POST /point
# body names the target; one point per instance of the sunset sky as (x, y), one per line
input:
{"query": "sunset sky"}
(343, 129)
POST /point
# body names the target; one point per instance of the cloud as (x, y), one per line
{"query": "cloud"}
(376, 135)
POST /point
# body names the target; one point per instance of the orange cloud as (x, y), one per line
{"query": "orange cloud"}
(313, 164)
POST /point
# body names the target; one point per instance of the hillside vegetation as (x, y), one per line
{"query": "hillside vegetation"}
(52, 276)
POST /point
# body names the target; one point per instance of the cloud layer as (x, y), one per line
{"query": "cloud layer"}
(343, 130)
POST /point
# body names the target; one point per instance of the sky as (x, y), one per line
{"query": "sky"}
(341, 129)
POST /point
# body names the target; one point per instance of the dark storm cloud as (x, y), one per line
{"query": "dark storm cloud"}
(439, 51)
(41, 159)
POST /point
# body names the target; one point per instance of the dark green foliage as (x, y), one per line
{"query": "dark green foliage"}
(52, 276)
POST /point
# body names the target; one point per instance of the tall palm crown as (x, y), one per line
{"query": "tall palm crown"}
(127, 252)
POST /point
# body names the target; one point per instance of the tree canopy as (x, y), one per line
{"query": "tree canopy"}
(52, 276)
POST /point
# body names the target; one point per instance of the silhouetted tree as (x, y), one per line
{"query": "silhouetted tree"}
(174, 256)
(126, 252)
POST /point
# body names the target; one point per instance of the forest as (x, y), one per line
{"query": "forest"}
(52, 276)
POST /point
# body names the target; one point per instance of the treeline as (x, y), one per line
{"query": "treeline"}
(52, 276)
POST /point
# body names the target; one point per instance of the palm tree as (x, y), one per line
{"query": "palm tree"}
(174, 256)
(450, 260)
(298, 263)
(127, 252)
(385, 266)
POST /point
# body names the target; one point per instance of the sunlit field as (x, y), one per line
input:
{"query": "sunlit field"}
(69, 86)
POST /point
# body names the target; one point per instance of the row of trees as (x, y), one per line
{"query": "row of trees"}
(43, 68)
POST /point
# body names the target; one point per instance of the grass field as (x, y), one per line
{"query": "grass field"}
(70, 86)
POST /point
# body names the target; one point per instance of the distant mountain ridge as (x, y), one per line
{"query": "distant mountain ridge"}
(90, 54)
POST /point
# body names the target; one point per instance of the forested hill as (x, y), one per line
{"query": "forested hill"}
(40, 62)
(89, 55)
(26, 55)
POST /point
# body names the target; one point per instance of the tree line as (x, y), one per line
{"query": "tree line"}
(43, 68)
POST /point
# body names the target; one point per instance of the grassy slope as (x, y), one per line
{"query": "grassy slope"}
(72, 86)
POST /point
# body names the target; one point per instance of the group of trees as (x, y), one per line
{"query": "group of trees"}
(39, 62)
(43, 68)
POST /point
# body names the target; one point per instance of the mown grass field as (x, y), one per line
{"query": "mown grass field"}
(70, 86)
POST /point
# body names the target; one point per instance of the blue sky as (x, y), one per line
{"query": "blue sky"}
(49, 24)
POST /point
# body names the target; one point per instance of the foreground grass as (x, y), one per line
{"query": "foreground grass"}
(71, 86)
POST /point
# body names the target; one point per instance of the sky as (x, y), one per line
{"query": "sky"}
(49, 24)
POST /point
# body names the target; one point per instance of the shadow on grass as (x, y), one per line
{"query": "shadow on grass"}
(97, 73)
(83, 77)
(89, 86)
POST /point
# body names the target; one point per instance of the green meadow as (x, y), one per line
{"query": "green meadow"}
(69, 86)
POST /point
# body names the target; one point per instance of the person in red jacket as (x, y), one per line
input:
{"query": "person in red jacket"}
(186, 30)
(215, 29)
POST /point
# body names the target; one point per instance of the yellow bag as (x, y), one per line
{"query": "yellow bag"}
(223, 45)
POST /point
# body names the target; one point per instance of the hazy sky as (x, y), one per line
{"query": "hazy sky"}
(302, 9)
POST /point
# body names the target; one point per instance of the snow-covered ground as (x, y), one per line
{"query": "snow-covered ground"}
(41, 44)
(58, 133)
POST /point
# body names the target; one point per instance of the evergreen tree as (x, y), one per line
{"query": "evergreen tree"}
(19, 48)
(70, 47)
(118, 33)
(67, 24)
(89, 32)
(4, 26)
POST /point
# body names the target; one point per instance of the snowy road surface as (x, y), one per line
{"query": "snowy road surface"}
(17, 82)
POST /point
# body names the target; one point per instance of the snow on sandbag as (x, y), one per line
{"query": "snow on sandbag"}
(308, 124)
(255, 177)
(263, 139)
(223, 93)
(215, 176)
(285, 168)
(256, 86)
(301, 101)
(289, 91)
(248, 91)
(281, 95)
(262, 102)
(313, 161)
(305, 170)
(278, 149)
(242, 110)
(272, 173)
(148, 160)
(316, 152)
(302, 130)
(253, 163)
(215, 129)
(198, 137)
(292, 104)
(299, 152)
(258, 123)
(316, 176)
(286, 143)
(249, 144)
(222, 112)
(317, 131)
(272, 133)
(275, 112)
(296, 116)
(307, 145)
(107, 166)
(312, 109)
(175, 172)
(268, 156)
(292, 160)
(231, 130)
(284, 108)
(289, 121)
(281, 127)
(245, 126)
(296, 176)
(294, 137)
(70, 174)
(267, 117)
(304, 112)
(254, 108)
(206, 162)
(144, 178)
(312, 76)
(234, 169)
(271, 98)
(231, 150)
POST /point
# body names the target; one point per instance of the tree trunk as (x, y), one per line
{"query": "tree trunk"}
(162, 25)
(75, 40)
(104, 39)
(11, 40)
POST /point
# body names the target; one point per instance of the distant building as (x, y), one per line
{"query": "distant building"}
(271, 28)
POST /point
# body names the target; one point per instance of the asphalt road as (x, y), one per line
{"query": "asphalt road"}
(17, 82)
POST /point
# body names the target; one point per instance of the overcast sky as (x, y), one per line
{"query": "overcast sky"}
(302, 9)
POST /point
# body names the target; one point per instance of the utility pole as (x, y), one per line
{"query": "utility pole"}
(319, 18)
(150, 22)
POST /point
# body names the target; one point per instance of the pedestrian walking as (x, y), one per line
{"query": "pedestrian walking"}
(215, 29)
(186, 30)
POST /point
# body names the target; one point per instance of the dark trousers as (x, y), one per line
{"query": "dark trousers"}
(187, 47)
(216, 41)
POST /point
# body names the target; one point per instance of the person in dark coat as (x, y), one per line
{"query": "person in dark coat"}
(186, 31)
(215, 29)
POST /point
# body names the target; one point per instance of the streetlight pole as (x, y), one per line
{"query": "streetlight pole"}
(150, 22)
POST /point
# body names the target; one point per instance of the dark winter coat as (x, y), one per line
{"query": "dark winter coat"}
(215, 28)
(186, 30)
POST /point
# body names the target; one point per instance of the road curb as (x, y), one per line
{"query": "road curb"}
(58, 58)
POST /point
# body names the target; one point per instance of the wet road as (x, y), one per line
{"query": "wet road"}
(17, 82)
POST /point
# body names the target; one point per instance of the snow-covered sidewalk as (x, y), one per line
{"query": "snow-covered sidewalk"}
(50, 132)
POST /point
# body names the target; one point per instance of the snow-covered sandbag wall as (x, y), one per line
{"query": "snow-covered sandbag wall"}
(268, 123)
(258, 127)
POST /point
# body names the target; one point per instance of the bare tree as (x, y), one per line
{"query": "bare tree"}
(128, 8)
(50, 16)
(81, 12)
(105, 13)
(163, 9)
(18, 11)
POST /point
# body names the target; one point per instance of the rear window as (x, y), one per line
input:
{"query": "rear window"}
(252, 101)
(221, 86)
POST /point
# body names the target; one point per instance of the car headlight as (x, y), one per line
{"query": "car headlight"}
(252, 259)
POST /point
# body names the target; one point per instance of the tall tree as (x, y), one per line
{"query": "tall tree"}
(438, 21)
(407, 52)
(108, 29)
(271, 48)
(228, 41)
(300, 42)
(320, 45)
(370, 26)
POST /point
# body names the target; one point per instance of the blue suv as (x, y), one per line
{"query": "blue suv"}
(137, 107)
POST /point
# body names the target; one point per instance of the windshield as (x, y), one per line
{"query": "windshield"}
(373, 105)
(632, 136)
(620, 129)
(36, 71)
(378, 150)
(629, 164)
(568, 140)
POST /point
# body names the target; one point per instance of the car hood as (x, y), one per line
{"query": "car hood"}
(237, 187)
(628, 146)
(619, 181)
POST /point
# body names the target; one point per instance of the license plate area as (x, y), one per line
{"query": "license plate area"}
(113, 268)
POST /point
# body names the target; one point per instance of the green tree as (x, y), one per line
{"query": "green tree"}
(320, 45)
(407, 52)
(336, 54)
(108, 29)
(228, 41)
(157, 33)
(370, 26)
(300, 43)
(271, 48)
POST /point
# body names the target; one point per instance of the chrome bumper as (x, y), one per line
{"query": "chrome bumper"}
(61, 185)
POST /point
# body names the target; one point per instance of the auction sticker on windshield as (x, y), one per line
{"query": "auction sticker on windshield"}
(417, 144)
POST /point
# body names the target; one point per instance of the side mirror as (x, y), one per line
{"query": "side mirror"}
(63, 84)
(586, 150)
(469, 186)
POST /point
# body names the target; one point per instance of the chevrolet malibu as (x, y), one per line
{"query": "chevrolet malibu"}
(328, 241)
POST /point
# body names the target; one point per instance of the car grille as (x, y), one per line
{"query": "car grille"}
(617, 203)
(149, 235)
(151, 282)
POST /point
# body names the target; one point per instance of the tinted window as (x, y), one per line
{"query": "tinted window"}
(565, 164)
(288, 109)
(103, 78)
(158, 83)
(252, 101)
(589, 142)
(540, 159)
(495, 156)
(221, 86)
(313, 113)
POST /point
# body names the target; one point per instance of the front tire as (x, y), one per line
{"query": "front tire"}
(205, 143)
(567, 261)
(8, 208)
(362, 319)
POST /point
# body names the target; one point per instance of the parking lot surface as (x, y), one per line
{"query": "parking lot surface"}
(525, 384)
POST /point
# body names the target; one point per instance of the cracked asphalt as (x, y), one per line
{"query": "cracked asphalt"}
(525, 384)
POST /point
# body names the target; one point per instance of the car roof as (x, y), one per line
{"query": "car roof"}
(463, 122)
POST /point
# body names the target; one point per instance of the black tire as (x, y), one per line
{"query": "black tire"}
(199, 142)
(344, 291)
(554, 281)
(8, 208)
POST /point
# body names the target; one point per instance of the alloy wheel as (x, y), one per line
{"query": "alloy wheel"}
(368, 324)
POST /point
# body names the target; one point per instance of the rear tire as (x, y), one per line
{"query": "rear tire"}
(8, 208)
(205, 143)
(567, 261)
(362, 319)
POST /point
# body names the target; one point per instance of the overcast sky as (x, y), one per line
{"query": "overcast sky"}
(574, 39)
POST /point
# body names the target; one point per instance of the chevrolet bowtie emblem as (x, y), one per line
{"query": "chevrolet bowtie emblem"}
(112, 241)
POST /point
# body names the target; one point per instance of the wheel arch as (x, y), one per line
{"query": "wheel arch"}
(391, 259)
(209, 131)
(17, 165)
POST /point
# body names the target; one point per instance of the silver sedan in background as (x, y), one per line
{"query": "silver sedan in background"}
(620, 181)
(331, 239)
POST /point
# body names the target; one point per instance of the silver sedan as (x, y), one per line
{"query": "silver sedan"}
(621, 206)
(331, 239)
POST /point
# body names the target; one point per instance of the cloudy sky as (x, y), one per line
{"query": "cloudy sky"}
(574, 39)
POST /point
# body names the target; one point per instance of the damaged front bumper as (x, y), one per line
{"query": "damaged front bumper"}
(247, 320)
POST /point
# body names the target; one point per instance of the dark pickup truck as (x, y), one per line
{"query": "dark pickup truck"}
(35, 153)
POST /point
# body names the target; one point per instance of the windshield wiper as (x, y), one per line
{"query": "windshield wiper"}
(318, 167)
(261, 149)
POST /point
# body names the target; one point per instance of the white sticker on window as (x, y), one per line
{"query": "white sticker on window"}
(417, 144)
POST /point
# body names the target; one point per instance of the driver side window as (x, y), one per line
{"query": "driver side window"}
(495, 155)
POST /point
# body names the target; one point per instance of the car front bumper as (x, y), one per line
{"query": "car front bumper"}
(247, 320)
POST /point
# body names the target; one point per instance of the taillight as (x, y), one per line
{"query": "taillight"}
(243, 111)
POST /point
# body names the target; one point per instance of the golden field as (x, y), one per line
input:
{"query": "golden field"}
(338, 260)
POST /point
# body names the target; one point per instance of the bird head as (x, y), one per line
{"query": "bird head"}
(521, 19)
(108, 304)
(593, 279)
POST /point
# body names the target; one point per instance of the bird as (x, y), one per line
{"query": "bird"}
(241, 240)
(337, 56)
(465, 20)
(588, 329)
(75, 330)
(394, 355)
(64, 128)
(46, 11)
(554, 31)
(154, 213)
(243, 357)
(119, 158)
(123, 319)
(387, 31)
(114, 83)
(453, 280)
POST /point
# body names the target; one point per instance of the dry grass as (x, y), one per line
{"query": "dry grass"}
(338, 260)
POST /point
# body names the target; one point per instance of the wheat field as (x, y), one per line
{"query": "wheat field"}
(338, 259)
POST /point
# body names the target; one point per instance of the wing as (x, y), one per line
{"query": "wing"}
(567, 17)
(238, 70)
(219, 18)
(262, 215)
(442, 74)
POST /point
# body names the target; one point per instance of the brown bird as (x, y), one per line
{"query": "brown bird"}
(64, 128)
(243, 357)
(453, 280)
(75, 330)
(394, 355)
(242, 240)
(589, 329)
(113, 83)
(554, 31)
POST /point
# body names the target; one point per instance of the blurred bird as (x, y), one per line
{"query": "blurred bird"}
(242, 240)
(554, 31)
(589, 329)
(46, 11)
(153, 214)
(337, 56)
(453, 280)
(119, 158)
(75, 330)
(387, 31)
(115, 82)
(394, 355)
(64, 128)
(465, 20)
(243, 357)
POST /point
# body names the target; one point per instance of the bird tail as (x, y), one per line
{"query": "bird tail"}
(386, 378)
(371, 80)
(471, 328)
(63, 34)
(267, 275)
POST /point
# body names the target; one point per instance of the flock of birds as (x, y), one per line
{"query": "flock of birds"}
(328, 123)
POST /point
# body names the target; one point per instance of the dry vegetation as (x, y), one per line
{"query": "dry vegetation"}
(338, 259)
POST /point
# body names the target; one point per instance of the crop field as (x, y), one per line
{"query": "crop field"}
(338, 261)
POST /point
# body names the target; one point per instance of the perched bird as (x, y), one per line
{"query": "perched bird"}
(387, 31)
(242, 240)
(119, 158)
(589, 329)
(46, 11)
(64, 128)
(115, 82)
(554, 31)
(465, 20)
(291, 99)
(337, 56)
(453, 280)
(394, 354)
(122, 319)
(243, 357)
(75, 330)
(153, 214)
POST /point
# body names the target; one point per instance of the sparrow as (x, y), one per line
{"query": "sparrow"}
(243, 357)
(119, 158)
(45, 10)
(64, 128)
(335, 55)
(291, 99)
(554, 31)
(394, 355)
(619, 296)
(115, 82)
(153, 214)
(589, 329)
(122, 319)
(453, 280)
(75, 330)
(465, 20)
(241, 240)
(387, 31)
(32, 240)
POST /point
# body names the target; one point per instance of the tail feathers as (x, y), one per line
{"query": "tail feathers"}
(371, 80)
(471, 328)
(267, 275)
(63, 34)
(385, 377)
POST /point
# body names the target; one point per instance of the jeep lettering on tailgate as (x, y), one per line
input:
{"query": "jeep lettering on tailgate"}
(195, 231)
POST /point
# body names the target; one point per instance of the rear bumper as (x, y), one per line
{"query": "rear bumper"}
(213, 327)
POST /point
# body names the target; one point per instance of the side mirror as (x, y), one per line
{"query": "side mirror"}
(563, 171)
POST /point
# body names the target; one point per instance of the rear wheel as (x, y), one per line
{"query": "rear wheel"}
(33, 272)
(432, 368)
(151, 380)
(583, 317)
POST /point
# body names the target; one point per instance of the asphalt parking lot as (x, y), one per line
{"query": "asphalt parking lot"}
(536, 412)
================================
** Task to carry out **
Everything from the line containing "tailgate as (x, y), one per line" through the final line of the entries is to be written out exactly. No other lines belong in the answer.

** Answer **
# body names the target; one point per instance of the jeep lettering on tailgate as (x, y), one per line
input:
{"query": "jeep lettering on tailgate"}
(195, 231)
POST /point
# body names the target; one point per instance of the rear bumper as (x, y), one per line
{"query": "rear bumper"}
(213, 327)
POST /point
# body names the target; one point per instance of the side mirror as (x, y), one per line
{"query": "side mirror"}
(563, 171)
POST /point
# body names the target; one point per instance of the rear wheel as (x, y), one per line
{"query": "rear wheel"}
(33, 272)
(432, 368)
(151, 380)
(583, 317)
POST /point
# body names the target; one point per instance of the asphalt parking lot as (x, y), one per line
{"query": "asphalt parking lot"}
(536, 412)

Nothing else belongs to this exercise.